Tareas:
- A) Según el artículo, ¿en qué película los directores convierten al héroe tapatío en un raketero de Chicago disfrazado de charro?
- B) Por favor, reproduce solo las filas que van desde la que contiene "of the wrist" hasta la que contiene "<point>1024,603</point>", ambas incluidas. Cambia "keypoint" por "marker" y deja todo lo demás igual.

---- Artículo

Pero, sea cual fuere la calificación estética del arte de nuestros vecinos, una cosa está fuera de polémica: que su Cine es expresión de su Cultura y que su Cultura es un mundo totalmente diverso del mundo cultural, espiritual del resto de los pueblos de América. Y, sea cual fuere también la calidad de las Culturas, lo cierto es que chocan entre sí los tres tipos que de ellas viven en nuestro Continente y que, si el plano de las interinfluencias, no se asimilan mutuamente sino como en el Cine, por vías extralógicas, dominada y dominante sufrirán lesiones vitales e irremediables.

¿Qué puede presentar, como ejemplaridad para México, el Cine norteamericano?... Divorcias y adulterio, “raketerismoo” y fraudes es el “leitmotiv” de sus dramas. Y la “alta comedia” apenas si nos demuestra las extravagantes costumbres de los multimillonarios, los inverosímiles sistemas periodísticos (sin que encontremos expresión de sus méritos auténticos), o la carencia de sentido universitario de sus Universidades deportivas que crean al “hombre confortable”. Tras eso, la multitudinaria comparsa de las películas de vaqueros que, quizá es la más sincera y limpia producción, en medio de sus matanzas de opereta y de sus héroes ingenuos... Fuera de eso, quizá lo menos malo: los muñecos animados, hechos para la psicología americana, pero con los que no pueden soñar dulcemente nuestros niños.

Este mundo se mete en nuestro mundo. Y, como una tutela incontrastable, va marcando pauta a nuestros productores.

En México, donde hay formas artísticas de singular significación y de personalísima fisonomía, tenemos un “Cine Mexicano” que no ha podido dar una vaga versión del México que es íntegramente, porque no ha querido o no ha sabido explotar la riqueza abundante e inédita de su arte y de las más íntimas formas culturales, sino que se ha conformado con la sujeción a códigos extraterritoriales.

Porque, aun en lo que pudiera ser –y lo es en algún sentido y con algún mérito– el cine más “nuestro”; el de los charros, allí es, en cierto modo, el cine más norteamericanizado. El “folklorismo” de estas películas no ha logrado ser sino la mala traducción del “vaquerismo” tejano al dialecto... citadino de México. Las grandes empresas de propaganda y de turismo de los “buenos vecinos” copiaron, con muy buena voluntad, nuestros “mexican curious” y los tradujeron, a su modo, en calendarios y en prospectos. Y, para llegar a lo nuestro, los productores mexicanos, en el mayor porcentaje de los casos, dan la impresión de haber recurrido a los calendarios y a los prospectos de turismo. Si tenemos derecho a exigir que no se adulteren, en las películas yanquis, nuestros tipos, nuestras costumbres, ni menos nuestra historia, con abundancia de razones los directores del “cine mexicano” carecen del derecho para hacer del héroe tapatío (?) de “¡Ay, Jalisco, No te Rajes!” (película que, por otras razones, alcanza a superar vicios que ya parecían irremediables), un raketero de Chicago, disfrazado de charro mexicano. ¡Cuánta riqueza psicológica, costumbrista, histórica, documental, de nuestros campos, sacrifican nuestras gente de Cine!

--------
---- Material

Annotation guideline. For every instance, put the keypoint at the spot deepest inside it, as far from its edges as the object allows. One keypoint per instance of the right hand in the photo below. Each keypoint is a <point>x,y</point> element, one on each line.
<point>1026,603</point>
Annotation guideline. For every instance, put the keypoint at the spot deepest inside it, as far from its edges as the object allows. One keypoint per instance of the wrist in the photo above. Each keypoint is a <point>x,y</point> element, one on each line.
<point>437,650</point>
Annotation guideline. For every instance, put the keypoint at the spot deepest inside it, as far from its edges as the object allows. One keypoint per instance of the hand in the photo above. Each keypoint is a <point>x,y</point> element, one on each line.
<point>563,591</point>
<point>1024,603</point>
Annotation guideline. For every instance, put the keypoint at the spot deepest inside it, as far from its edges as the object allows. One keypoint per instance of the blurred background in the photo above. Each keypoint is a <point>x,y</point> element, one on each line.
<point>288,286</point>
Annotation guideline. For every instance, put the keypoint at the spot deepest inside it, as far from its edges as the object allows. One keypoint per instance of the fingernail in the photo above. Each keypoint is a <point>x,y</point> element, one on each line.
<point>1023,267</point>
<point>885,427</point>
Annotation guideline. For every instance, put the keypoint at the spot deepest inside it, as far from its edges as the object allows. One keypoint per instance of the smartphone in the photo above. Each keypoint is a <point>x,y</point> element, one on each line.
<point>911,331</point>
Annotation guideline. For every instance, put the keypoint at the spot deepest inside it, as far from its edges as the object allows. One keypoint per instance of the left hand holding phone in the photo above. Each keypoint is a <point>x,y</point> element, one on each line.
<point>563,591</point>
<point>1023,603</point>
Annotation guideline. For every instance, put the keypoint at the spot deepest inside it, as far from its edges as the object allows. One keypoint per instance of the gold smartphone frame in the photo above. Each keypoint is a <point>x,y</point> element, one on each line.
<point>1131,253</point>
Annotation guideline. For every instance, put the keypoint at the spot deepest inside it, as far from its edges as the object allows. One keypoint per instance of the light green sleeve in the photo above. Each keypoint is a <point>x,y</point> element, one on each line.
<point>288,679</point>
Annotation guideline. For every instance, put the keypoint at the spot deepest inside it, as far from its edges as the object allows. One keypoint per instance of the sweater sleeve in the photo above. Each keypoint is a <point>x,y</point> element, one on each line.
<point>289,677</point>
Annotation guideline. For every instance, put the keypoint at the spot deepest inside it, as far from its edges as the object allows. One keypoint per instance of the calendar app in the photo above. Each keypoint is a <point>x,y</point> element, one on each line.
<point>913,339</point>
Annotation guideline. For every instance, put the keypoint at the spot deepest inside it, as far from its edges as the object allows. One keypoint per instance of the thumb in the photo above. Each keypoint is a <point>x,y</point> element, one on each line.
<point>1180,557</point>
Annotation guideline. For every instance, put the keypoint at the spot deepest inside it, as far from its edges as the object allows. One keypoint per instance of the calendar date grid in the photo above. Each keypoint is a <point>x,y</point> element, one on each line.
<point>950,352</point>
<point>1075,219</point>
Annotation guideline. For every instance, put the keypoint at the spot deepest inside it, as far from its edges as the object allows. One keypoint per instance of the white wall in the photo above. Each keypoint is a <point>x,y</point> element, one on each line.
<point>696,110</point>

--------

Respuestas:
- A) En "¡Ay, Jalisco, No te Rajes!".

- B)
Annotation guideline. For every instance, put the marker at the spot deepest inside it, as far from its edges as the object allows. One marker per instance of the wrist in the photo above. Each marker is a <point>x,y</point> element, one on each line.
<point>437,650</point>
Annotation guideline. For every instance, put the marker at the spot deepest inside it, as far from its edges as the object allows. One marker per instance of the hand in the photo above. Each marker is a <point>x,y</point> element, one on each line.
<point>563,591</point>
<point>1024,603</point>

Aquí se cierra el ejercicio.